[Saved entries]

>> Start

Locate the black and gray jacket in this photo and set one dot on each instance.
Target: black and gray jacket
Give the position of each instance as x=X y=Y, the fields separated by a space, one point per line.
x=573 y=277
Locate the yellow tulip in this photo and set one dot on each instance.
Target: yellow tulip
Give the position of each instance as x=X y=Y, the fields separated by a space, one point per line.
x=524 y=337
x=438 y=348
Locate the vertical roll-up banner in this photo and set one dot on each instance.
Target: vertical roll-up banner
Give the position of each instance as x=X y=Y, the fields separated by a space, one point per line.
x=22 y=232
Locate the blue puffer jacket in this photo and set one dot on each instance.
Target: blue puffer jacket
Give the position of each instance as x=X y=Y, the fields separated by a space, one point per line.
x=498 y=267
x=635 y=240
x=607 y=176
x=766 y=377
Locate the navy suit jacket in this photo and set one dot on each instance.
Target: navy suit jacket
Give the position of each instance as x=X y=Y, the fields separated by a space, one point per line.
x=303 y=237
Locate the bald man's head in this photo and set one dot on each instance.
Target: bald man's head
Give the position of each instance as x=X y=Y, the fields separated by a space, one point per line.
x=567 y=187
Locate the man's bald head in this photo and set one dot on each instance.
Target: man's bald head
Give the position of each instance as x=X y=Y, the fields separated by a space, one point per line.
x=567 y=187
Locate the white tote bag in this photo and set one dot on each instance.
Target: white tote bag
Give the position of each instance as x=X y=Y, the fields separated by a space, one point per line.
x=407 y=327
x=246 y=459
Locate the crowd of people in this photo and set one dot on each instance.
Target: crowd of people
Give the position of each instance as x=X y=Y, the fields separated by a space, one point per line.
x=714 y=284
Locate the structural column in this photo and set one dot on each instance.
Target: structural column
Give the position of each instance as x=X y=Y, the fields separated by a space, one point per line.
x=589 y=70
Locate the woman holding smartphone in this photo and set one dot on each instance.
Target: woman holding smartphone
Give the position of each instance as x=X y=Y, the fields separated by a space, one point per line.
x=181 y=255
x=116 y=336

>> End

• _What to do_: Copy all of the records above verbatim, line for line.

• _Solution to this task_:
Locate the black and gray jacket in this photo and set one dot on each instance.
Target: black and gray jacket
Give the position of each instance as x=X y=Y, the fields separated by a space, one point per line.
x=573 y=277
Locate the yellow tulip in this photo and set one dot on each instance.
Target: yellow tulip
Give the position of each instance as x=X y=Y, the fields separated by a space, one point per line.
x=524 y=337
x=438 y=348
Locate the vertical roll-up banner in this photo and set one dot on each instance.
Target: vertical roll-up banner
Give the position of each instance as x=X y=Y, the fields separated by a space, one point per line.
x=22 y=232
Locate the blue puffer jacket in this photo and set one dot on each instance.
Target: blue puffer jacket
Give the position of each instance as x=X y=Y, the fields separated by a space, one point per line.
x=498 y=267
x=635 y=240
x=607 y=176
x=766 y=377
Locate the navy suit jacket in this photo and set one dot on each instance.
Target: navy suit jacket
Give the position of each instance as x=X y=Y, the fields separated by a space, one point per line.
x=303 y=237
Locate the bald man's head in this photo and set one dot on each instance.
Target: bald man's head
Give the position of each instance as x=X y=Y, the fields separated by a space, one point per line.
x=567 y=187
Locate the man's bald head in this photo and set one dot on each instance.
Target: man's bald head
Give the position of each instance as x=X y=Y, the fields separated by a space, one point per line.
x=567 y=187
Locate the white tote bag in this photo and set one dot on each instance.
Target: white tote bag
Give the position of each instance as x=X y=Y, the fields separated by a space, one point per line.
x=407 y=327
x=246 y=459
Locate the crowd of people in this photo and set one dot on each instance.
Target: crowd of people
Give the position of each instance as x=X y=Y, the fields separated by a space, one point per line.
x=714 y=284
Locate the structural column in this photo and set one dot on each instance.
Target: structural column
Give the position of each instance as x=X y=Y, the fields separated by a space, one point per line.
x=589 y=70
Locate the woman holding smartphone in this photo and set one dot on each instance.
Target: woman holding smartphone
Give the position of each instance as x=X y=Y, the fields separated by a space, one point per line.
x=181 y=255
x=116 y=336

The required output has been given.